--- Information provided ---
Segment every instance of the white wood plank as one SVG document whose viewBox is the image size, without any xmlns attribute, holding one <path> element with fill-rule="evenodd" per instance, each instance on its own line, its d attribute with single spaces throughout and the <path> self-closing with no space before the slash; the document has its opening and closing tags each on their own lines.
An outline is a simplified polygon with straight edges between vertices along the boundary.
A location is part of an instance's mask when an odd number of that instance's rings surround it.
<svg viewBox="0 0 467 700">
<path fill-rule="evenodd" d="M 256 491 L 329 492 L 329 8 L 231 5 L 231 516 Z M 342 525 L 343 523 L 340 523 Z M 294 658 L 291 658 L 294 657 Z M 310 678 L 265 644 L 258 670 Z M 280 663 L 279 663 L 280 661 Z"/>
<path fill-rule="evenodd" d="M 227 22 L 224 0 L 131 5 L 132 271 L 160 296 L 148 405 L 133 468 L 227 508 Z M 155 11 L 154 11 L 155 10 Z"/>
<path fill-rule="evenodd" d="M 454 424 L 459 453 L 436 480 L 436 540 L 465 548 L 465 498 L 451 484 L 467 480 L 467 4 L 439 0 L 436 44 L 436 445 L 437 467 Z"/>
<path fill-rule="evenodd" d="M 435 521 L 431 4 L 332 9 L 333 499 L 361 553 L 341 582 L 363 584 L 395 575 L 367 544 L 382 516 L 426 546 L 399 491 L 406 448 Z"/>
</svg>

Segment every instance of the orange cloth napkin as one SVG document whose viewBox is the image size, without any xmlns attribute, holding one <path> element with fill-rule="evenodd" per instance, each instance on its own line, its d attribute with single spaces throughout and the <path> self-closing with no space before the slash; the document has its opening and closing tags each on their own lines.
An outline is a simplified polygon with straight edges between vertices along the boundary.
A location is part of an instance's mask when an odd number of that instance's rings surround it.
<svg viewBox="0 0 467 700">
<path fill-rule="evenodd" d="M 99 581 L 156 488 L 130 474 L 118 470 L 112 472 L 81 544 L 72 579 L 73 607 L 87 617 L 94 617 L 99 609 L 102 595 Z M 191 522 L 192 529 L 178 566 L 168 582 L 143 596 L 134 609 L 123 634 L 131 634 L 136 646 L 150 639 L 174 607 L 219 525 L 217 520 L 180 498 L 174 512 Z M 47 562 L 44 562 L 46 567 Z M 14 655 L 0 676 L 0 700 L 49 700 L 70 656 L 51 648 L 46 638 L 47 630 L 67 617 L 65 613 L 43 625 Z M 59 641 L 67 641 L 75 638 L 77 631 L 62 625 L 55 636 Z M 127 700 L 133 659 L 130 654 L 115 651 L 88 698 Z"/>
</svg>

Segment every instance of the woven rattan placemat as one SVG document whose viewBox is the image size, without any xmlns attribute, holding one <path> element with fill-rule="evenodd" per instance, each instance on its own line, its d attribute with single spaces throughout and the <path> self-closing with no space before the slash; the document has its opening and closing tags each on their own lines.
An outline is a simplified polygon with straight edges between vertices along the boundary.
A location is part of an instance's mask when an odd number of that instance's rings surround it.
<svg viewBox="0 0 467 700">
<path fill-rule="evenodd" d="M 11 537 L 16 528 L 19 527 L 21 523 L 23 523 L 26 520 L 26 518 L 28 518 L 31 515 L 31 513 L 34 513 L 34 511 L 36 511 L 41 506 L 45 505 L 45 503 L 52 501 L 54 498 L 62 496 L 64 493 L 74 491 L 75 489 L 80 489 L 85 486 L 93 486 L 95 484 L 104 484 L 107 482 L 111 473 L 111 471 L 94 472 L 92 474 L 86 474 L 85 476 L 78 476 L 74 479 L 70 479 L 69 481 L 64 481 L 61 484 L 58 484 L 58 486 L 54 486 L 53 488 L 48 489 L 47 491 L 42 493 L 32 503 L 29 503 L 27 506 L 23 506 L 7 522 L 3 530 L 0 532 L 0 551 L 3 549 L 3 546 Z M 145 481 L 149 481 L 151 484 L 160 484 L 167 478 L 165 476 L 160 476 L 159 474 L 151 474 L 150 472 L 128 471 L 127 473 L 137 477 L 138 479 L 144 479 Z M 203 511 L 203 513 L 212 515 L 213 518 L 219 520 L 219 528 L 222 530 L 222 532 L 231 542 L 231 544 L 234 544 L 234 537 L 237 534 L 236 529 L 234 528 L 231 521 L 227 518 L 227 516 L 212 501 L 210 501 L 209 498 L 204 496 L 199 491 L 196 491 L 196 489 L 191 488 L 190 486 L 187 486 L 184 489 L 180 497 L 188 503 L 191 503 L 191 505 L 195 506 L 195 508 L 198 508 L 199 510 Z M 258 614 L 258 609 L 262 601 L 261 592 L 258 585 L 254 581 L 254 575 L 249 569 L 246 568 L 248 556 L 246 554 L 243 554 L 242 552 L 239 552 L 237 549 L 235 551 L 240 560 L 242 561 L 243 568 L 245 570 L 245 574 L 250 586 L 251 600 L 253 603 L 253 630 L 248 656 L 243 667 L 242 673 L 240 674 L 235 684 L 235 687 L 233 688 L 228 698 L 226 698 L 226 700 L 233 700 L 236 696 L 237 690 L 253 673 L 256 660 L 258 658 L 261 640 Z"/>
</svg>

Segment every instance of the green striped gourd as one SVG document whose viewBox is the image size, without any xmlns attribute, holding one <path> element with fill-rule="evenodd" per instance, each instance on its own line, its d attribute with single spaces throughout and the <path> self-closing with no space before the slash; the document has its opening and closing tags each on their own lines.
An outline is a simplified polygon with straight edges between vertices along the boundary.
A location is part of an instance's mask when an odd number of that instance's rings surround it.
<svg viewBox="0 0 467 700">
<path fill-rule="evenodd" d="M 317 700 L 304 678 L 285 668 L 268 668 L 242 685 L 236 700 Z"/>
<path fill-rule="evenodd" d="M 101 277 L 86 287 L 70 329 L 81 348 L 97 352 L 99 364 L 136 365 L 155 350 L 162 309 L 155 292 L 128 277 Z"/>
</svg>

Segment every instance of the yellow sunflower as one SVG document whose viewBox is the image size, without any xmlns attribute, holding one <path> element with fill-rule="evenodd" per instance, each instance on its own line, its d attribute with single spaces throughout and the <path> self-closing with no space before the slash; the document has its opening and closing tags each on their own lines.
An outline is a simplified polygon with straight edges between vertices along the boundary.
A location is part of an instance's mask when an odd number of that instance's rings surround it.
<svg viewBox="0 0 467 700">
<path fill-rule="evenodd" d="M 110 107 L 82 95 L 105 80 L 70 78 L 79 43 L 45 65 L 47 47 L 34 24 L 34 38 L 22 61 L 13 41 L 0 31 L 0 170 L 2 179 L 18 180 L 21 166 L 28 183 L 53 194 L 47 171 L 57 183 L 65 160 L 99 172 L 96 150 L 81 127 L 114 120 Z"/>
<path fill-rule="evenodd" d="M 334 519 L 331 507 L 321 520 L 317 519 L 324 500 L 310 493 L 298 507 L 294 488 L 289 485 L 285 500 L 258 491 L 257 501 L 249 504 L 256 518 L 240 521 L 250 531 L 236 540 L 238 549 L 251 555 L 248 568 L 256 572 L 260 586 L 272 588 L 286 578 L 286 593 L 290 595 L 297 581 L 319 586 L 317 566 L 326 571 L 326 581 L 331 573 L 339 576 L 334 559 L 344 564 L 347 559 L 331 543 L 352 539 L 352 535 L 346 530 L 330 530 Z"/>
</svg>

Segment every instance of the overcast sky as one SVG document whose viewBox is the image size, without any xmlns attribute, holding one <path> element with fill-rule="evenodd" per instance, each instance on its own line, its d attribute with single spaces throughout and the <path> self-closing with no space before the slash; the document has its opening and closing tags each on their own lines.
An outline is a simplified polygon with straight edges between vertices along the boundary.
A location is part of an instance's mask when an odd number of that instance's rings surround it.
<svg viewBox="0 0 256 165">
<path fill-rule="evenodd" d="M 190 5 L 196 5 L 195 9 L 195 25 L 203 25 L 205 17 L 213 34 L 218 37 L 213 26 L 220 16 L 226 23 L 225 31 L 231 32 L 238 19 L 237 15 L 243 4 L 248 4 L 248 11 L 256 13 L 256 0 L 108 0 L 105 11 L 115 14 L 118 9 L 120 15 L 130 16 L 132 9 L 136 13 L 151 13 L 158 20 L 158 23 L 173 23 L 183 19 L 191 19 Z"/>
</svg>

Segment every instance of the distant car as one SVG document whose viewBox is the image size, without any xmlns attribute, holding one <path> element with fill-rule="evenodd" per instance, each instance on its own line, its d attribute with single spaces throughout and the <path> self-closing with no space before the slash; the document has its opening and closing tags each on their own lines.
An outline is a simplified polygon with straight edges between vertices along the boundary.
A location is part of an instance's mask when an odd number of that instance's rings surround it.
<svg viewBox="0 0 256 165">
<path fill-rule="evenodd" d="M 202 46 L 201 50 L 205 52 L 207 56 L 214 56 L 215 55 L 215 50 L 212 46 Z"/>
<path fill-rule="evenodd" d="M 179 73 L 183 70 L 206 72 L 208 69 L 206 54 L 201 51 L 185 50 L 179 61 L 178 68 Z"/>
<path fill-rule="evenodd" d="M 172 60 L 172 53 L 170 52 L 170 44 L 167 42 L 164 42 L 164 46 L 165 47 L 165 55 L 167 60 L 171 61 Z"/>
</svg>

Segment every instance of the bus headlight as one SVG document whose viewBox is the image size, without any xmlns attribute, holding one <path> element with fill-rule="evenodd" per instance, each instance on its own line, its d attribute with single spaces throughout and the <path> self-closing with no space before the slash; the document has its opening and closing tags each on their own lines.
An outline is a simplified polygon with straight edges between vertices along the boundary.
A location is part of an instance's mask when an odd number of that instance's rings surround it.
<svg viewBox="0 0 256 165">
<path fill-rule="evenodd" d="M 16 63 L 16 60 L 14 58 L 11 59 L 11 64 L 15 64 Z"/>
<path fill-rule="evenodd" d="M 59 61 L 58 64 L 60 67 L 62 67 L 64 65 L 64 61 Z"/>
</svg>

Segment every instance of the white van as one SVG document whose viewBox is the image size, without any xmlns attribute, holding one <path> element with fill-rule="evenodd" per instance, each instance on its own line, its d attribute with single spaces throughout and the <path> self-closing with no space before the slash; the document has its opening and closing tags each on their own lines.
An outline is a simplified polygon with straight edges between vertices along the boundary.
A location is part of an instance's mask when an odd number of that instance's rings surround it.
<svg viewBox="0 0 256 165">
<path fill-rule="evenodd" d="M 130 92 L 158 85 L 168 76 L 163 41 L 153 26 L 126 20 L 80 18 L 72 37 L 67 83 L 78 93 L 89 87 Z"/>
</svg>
---
Short task: Each line from the one with "Segment every instance of the white van" through the last line of the records must be written out word for word. Include nothing else.

Written answer:
Segment every instance of the white van as one SVG document whose viewBox is the image size, without any xmlns attribute, holding one <path> element with fill-rule="evenodd" per instance, each instance on its own line, its d attribute with single spaces throughout and the <path> self-closing with no space before the slash; the document has its opening and closing tags each on their own lines.
An outline is a simplified polygon with straight edges between vertices along the boundary.
A location is part of an instance's mask when an odd number of that instance's rings surround it.
<svg viewBox="0 0 256 165">
<path fill-rule="evenodd" d="M 130 92 L 158 85 L 168 76 L 163 41 L 153 26 L 126 20 L 80 18 L 72 37 L 67 83 L 78 93 L 89 87 Z"/>
</svg>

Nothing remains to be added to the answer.